Can you render all of the material below as a numbered list, with blank lines dropped and the pictures left out?

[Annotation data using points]
====
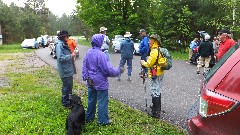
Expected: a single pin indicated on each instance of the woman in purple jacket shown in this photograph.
(96, 70)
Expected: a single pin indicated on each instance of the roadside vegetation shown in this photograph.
(30, 102)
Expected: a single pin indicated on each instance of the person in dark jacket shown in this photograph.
(144, 50)
(66, 67)
(205, 51)
(96, 70)
(127, 48)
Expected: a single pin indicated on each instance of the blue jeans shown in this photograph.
(66, 90)
(144, 57)
(100, 96)
(129, 64)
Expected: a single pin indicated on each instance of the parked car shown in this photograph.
(217, 109)
(30, 43)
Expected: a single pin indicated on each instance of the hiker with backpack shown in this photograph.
(158, 61)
====
[Full solution]
1. Expected: a single pin indicated on each instance of the woman in purple jacket shown in this photograph.
2. (96, 70)
3. Expected: a single pin indicated on each instance of the roadside vegetation shown in this photograph.
4. (30, 102)
5. Expected: a single pin indicated on each instance of the person in dark jacket shown in this photograph.
6. (144, 50)
7. (66, 67)
8. (205, 51)
9. (96, 70)
10. (127, 48)
11. Expected: a single pin indicated on each instance of the blue jeans shown in this photograph.
12. (66, 90)
13. (144, 57)
14. (100, 96)
15. (129, 64)
16. Expected: a single pin indicated on each instance of the parked car shown in this photograph.
17. (217, 109)
18. (30, 43)
19. Expected: a single pin indicated on each instance of the hiker with backpack shown in this photograph.
20. (158, 61)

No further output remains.